## Begin

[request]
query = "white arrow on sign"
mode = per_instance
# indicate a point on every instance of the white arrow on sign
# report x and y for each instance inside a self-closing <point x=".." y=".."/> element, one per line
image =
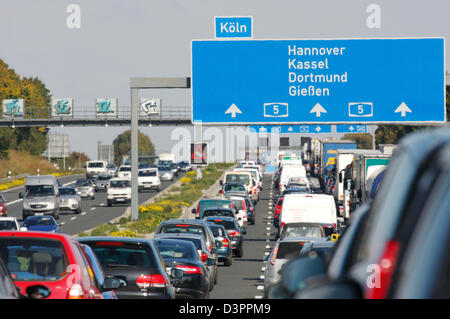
<point x="403" y="108"/>
<point x="233" y="109"/>
<point x="318" y="109"/>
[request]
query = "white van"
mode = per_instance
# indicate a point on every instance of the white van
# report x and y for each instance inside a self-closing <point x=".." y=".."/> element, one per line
<point x="246" y="179"/>
<point x="291" y="171"/>
<point x="308" y="208"/>
<point x="95" y="168"/>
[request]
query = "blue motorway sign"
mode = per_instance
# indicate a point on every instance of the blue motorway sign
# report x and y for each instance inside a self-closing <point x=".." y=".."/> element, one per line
<point x="365" y="81"/>
<point x="234" y="27"/>
<point x="352" y="128"/>
<point x="304" y="129"/>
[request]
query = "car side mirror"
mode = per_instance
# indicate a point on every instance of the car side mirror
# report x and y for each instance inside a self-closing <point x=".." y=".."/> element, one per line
<point x="176" y="273"/>
<point x="111" y="283"/>
<point x="37" y="292"/>
<point x="210" y="262"/>
<point x="338" y="289"/>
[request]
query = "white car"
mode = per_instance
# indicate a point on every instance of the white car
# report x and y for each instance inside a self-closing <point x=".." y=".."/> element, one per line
<point x="119" y="191"/>
<point x="9" y="223"/>
<point x="124" y="171"/>
<point x="148" y="178"/>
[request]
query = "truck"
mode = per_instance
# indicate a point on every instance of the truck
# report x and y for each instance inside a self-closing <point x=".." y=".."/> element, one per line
<point x="360" y="179"/>
<point x="344" y="158"/>
<point x="328" y="156"/>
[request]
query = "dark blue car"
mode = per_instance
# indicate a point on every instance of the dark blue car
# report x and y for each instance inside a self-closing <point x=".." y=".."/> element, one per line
<point x="41" y="223"/>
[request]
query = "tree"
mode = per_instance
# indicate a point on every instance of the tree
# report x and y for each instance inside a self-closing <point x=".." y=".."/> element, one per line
<point x="122" y="146"/>
<point x="363" y="140"/>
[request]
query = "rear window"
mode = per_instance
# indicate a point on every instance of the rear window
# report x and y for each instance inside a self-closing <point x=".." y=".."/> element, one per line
<point x="238" y="178"/>
<point x="30" y="259"/>
<point x="289" y="250"/>
<point x="8" y="225"/>
<point x="302" y="231"/>
<point x="147" y="173"/>
<point x="182" y="228"/>
<point x="213" y="203"/>
<point x="118" y="254"/>
<point x="227" y="224"/>
<point x="218" y="212"/>
<point x="175" y="251"/>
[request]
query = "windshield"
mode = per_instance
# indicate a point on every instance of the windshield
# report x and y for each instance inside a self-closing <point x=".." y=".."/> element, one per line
<point x="96" y="165"/>
<point x="303" y="231"/>
<point x="119" y="184"/>
<point x="233" y="187"/>
<point x="147" y="173"/>
<point x="8" y="225"/>
<point x="112" y="254"/>
<point x="31" y="259"/>
<point x="238" y="178"/>
<point x="175" y="251"/>
<point x="67" y="191"/>
<point x="83" y="182"/>
<point x="41" y="221"/>
<point x="39" y="190"/>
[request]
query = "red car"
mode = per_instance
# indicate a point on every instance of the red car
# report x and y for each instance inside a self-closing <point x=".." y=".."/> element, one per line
<point x="55" y="262"/>
<point x="3" y="207"/>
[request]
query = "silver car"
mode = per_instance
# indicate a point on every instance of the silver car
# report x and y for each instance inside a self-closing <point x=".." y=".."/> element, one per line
<point x="165" y="173"/>
<point x="69" y="199"/>
<point x="85" y="188"/>
<point x="284" y="250"/>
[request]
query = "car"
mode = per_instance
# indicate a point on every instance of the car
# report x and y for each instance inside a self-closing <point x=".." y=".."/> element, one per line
<point x="185" y="166"/>
<point x="85" y="188"/>
<point x="284" y="250"/>
<point x="124" y="171"/>
<point x="393" y="215"/>
<point x="223" y="244"/>
<point x="234" y="232"/>
<point x="102" y="182"/>
<point x="188" y="226"/>
<point x="236" y="187"/>
<point x="9" y="223"/>
<point x="47" y="264"/>
<point x="138" y="263"/>
<point x="303" y="230"/>
<point x="183" y="255"/>
<point x="251" y="212"/>
<point x="148" y="179"/>
<point x="111" y="169"/>
<point x="240" y="209"/>
<point x="69" y="199"/>
<point x="44" y="223"/>
<point x="166" y="173"/>
<point x="99" y="277"/>
<point x="3" y="206"/>
<point x="7" y="288"/>
<point x="118" y="192"/>
<point x="216" y="202"/>
<point x="208" y="258"/>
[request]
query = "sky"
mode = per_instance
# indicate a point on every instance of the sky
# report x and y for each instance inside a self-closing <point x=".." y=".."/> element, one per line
<point x="118" y="39"/>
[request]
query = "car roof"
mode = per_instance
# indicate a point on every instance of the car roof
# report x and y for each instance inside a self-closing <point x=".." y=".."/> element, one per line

## End

● **What you will do**: How many of the lines above contain the string "tree"? Reply with the number alone.

● **Reply**: 2